>> start Records supplied

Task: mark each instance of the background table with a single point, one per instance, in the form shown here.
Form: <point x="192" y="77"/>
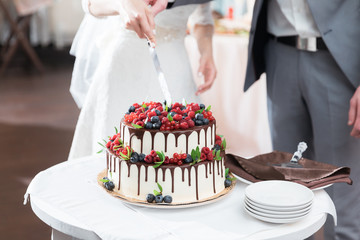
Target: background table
<point x="68" y="198"/>
<point x="241" y="117"/>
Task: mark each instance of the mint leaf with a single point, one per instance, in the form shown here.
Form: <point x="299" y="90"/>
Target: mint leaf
<point x="136" y="126"/>
<point x="160" y="187"/>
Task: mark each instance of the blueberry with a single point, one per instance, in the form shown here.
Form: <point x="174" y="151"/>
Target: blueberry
<point x="188" y="159"/>
<point x="134" y="157"/>
<point x="217" y="147"/>
<point x="199" y="116"/>
<point x="159" y="199"/>
<point x="148" y="125"/>
<point x="131" y="109"/>
<point x="157" y="125"/>
<point x="142" y="157"/>
<point x="157" y="112"/>
<point x="167" y="199"/>
<point x="227" y="183"/>
<point x="150" y="198"/>
<point x="199" y="122"/>
<point x="155" y="119"/>
<point x="109" y="185"/>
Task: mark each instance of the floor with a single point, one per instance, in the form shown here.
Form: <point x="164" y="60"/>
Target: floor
<point x="37" y="121"/>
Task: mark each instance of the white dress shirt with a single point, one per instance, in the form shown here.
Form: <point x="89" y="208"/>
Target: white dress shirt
<point x="291" y="17"/>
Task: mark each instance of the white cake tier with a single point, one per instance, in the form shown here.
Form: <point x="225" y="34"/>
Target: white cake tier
<point x="170" y="142"/>
<point x="184" y="183"/>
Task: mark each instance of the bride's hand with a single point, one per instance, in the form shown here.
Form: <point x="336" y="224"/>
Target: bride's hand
<point x="138" y="17"/>
<point x="207" y="70"/>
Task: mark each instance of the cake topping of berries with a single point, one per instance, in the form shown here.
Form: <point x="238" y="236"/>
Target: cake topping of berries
<point x="154" y="115"/>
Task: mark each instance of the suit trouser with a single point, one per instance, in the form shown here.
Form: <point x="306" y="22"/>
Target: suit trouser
<point x="308" y="100"/>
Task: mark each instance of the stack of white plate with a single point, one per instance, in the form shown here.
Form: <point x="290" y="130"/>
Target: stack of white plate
<point x="278" y="201"/>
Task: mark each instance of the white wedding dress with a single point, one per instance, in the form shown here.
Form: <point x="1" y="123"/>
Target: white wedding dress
<point x="113" y="70"/>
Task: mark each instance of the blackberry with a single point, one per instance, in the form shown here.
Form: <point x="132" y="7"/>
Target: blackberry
<point x="150" y="198"/>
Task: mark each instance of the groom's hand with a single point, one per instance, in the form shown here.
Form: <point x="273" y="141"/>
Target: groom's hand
<point x="354" y="114"/>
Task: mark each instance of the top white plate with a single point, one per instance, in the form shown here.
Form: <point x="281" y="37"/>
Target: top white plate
<point x="279" y="193"/>
<point x="248" y="182"/>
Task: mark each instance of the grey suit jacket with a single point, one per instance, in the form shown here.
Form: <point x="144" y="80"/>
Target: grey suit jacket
<point x="339" y="25"/>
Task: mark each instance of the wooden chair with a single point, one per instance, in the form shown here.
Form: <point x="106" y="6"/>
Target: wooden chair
<point x="18" y="32"/>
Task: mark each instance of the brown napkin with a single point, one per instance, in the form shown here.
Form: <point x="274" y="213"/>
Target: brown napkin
<point x="312" y="175"/>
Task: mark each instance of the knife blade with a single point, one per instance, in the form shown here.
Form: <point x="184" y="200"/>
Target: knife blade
<point x="161" y="76"/>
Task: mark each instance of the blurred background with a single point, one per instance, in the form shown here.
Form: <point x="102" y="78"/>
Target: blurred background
<point x="38" y="115"/>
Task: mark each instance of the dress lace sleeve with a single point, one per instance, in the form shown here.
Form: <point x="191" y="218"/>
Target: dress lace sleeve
<point x="202" y="15"/>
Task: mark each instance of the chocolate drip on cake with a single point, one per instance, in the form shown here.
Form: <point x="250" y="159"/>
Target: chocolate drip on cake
<point x="119" y="174"/>
<point x="214" y="176"/>
<point x="146" y="173"/>
<point x="139" y="168"/>
<point x="172" y="179"/>
<point x="196" y="181"/>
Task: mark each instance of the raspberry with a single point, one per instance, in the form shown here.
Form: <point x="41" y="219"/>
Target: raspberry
<point x="191" y="114"/>
<point x="153" y="153"/>
<point x="205" y="150"/>
<point x="210" y="156"/>
<point x="140" y="123"/>
<point x="184" y="125"/>
<point x="177" y="117"/>
<point x="148" y="159"/>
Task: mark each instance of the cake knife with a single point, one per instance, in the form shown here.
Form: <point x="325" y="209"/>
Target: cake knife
<point x="161" y="76"/>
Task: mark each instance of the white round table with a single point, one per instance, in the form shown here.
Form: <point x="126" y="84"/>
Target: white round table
<point x="68" y="199"/>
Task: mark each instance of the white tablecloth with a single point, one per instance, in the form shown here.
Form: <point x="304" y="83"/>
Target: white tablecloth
<point x="241" y="117"/>
<point x="70" y="193"/>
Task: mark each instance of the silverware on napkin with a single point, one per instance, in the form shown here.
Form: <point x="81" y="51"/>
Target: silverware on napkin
<point x="294" y="161"/>
<point x="161" y="76"/>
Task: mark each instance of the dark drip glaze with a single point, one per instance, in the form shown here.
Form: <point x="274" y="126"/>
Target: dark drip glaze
<point x="189" y="171"/>
<point x="139" y="168"/>
<point x="163" y="171"/>
<point x="183" y="174"/>
<point x="146" y="173"/>
<point x="129" y="165"/>
<point x="119" y="174"/>
<point x="222" y="174"/>
<point x="156" y="173"/>
<point x="196" y="182"/>
<point x="172" y="179"/>
<point x="206" y="170"/>
<point x="139" y="133"/>
<point x="214" y="176"/>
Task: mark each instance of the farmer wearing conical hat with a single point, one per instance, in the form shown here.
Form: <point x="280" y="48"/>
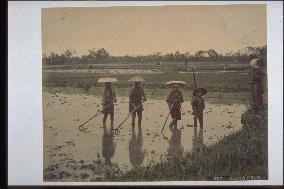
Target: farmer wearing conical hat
<point x="136" y="97"/>
<point x="198" y="106"/>
<point x="256" y="76"/>
<point x="109" y="98"/>
<point x="174" y="100"/>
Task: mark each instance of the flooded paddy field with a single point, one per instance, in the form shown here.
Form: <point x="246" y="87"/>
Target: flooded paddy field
<point x="73" y="155"/>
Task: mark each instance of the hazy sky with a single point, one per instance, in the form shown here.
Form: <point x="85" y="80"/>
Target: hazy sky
<point x="144" y="30"/>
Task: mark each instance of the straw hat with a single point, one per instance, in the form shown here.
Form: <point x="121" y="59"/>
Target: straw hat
<point x="254" y="63"/>
<point x="136" y="79"/>
<point x="176" y="83"/>
<point x="107" y="80"/>
<point x="203" y="91"/>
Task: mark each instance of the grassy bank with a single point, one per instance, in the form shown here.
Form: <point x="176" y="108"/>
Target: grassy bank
<point x="239" y="156"/>
<point x="159" y="94"/>
<point x="219" y="81"/>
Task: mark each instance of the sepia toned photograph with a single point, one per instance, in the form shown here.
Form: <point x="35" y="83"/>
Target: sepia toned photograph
<point x="155" y="93"/>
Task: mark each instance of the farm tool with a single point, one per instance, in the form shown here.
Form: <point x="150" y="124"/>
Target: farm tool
<point x="82" y="128"/>
<point x="128" y="115"/>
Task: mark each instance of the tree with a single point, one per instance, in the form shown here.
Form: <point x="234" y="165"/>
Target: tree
<point x="212" y="54"/>
<point x="200" y="54"/>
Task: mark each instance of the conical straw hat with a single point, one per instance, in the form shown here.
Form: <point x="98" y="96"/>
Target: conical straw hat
<point x="136" y="79"/>
<point x="107" y="80"/>
<point x="253" y="63"/>
<point x="203" y="91"/>
<point x="178" y="83"/>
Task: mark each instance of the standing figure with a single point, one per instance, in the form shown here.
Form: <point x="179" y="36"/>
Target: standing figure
<point x="256" y="76"/>
<point x="108" y="149"/>
<point x="109" y="98"/>
<point x="174" y="100"/>
<point x="197" y="140"/>
<point x="108" y="145"/>
<point x="198" y="106"/>
<point x="136" y="98"/>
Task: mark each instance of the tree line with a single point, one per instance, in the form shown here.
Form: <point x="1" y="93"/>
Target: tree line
<point x="103" y="56"/>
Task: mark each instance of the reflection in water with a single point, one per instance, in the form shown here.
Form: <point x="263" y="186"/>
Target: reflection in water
<point x="197" y="140"/>
<point x="108" y="146"/>
<point x="136" y="154"/>
<point x="175" y="149"/>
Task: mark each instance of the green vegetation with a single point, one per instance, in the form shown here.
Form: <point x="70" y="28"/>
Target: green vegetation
<point x="243" y="153"/>
<point x="222" y="81"/>
<point x="103" y="56"/>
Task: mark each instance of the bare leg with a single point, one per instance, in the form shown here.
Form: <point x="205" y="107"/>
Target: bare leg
<point x="133" y="119"/>
<point x="111" y="118"/>
<point x="139" y="119"/>
<point x="175" y="123"/>
<point x="195" y="120"/>
<point x="200" y="118"/>
<point x="104" y="119"/>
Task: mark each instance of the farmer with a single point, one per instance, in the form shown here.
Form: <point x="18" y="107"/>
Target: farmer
<point x="109" y="98"/>
<point x="198" y="106"/>
<point x="136" y="98"/>
<point x="108" y="146"/>
<point x="174" y="100"/>
<point x="256" y="76"/>
<point x="197" y="140"/>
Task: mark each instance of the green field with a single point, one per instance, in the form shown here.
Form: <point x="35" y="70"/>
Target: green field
<point x="222" y="81"/>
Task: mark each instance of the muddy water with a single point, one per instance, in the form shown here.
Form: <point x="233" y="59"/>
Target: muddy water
<point x="72" y="155"/>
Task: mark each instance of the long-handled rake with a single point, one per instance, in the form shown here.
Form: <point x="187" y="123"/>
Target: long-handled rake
<point x="81" y="128"/>
<point x="128" y="115"/>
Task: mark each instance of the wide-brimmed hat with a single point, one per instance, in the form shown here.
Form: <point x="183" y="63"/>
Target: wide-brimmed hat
<point x="136" y="79"/>
<point x="254" y="63"/>
<point x="107" y="80"/>
<point x="203" y="91"/>
<point x="176" y="83"/>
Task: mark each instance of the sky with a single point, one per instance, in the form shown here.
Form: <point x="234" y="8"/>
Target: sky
<point x="146" y="30"/>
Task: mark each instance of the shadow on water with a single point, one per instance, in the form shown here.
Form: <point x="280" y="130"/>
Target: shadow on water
<point x="175" y="149"/>
<point x="136" y="152"/>
<point x="197" y="140"/>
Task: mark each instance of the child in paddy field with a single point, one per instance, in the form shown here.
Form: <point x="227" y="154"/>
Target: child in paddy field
<point x="174" y="100"/>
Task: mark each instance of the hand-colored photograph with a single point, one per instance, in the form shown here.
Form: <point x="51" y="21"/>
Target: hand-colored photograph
<point x="154" y="93"/>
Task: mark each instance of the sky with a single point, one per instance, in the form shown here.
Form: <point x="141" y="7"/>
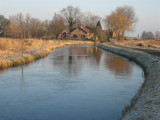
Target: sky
<point x="147" y="11"/>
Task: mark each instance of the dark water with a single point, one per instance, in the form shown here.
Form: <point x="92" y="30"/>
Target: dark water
<point x="73" y="83"/>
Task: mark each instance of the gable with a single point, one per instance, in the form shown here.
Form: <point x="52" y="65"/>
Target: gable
<point x="78" y="31"/>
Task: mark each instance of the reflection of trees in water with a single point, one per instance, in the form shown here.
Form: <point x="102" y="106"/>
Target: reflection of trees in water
<point x="117" y="65"/>
<point x="73" y="59"/>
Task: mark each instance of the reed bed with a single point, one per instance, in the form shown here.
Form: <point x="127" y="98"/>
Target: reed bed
<point x="15" y="52"/>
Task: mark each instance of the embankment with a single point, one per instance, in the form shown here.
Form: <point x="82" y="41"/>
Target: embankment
<point x="145" y="105"/>
<point x="31" y="55"/>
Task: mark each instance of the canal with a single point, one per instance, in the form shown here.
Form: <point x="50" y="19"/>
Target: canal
<point x="73" y="83"/>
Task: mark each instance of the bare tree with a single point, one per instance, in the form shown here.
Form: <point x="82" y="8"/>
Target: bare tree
<point x="71" y="15"/>
<point x="147" y="35"/>
<point x="56" y="26"/>
<point x="90" y="20"/>
<point x="27" y="26"/>
<point x="121" y="20"/>
<point x="157" y="34"/>
<point x="3" y="24"/>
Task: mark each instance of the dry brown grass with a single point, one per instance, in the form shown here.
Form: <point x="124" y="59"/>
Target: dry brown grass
<point x="33" y="49"/>
<point x="146" y="43"/>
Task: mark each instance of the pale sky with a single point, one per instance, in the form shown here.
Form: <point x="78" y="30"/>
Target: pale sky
<point x="147" y="11"/>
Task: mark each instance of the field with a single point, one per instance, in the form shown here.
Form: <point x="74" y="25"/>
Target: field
<point x="140" y="43"/>
<point x="15" y="52"/>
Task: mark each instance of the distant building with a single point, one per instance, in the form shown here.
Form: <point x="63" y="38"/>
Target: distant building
<point x="64" y="35"/>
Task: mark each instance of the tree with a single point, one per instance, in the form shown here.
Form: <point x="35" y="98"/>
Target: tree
<point x="99" y="24"/>
<point x="119" y="23"/>
<point x="121" y="20"/>
<point x="99" y="34"/>
<point x="3" y="24"/>
<point x="157" y="34"/>
<point x="56" y="26"/>
<point x="71" y="15"/>
<point x="90" y="20"/>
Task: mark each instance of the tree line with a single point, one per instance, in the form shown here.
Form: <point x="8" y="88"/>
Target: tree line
<point x="121" y="20"/>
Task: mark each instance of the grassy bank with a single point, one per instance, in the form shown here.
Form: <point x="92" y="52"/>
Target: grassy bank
<point x="15" y="52"/>
<point x="145" y="43"/>
<point x="145" y="104"/>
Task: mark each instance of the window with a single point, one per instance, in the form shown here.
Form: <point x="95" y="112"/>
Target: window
<point x="74" y="36"/>
<point x="83" y="36"/>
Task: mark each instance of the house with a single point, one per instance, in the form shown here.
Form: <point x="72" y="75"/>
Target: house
<point x="78" y="33"/>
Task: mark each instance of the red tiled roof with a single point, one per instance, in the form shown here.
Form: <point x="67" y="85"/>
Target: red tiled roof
<point x="86" y="30"/>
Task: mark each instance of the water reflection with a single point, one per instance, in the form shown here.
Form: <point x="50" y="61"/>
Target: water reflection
<point x="77" y="56"/>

>> end Records supplied

■ Stated problem:
Only the lines from the one that contains "Task: mark each instance of the house" through the last line should be repeated, each exactly as it stands, with both ends included.

■ Complete output:
Task: mark each instance of the house with a single point, one per instance, in the form shown here.
Form: <point x="72" y="75"/>
Target: house
<point x="78" y="33"/>
Task: mark each instance of the red tiled roof with a single point, one per instance, in the form shown here.
Form: <point x="67" y="85"/>
Target: red tiled roof
<point x="86" y="30"/>
Task: mark each instance of the water reflection with a single point, one per instance, in the form shown here.
Form: <point x="50" y="61"/>
Target: water reflection
<point x="77" y="56"/>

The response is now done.